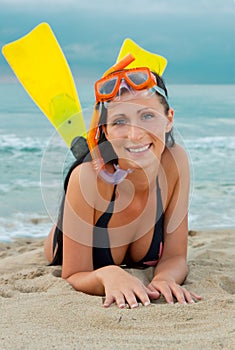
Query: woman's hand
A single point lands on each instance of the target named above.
(122, 288)
(170, 289)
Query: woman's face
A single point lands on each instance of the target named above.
(136, 129)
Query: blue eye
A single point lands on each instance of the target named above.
(120, 122)
(147, 116)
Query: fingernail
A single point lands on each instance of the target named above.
(134, 306)
(147, 303)
(121, 306)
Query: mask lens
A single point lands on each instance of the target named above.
(138, 78)
(107, 87)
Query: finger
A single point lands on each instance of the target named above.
(167, 293)
(188, 296)
(196, 296)
(153, 293)
(151, 288)
(109, 299)
(131, 299)
(180, 293)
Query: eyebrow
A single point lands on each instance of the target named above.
(124, 115)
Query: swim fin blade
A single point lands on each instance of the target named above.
(40, 65)
(143, 58)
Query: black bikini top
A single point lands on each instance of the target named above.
(101, 244)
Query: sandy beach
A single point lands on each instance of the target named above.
(39, 310)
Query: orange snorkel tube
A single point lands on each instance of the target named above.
(93, 136)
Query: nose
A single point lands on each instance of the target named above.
(135, 132)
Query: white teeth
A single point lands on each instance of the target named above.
(137, 150)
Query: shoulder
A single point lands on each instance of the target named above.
(85, 183)
(175, 162)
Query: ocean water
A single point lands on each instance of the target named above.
(34, 158)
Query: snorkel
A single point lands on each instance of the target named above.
(93, 136)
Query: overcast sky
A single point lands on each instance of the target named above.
(197, 37)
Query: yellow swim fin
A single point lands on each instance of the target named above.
(143, 58)
(41, 67)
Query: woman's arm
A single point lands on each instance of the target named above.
(112, 281)
(172, 269)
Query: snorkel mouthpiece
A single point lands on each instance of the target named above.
(93, 136)
(92, 140)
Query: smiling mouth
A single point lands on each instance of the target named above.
(138, 149)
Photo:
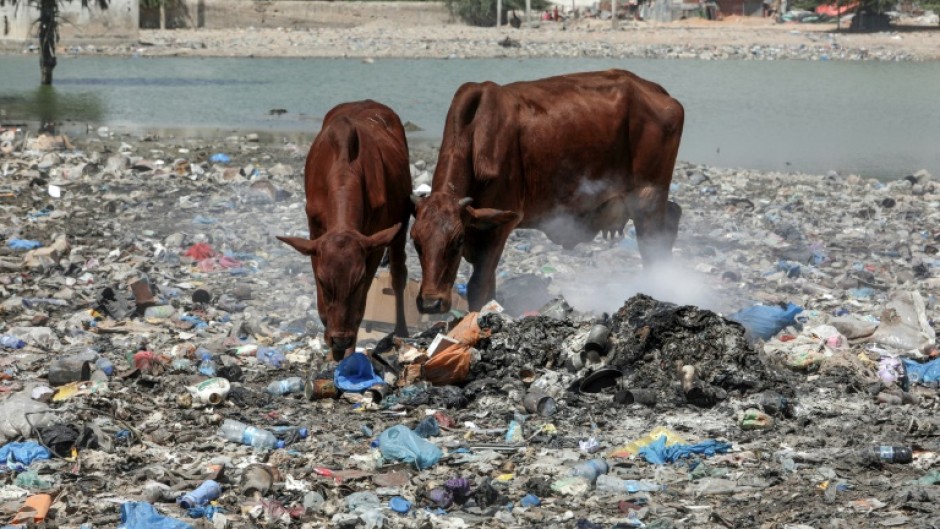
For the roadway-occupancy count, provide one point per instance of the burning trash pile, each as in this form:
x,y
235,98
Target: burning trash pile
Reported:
• • •
All lines carrying the word "woman" must be copied from the data above.

▶ Output of the exercise:
Query: woman's hand
Query: woman's face
Query: woman's arm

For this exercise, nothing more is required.